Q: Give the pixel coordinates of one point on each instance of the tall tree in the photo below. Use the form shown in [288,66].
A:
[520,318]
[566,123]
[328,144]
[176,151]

• **WHAT YOU HAVE TO DO**
Repeat all of the entries above exactly.

• **WRITTEN RESPONSE**
Q: Give the pixel coordinates of one point on each instance of the tall tree in the photo below. Use the form shown in [288,66].
A:
[520,318]
[566,123]
[328,144]
[176,151]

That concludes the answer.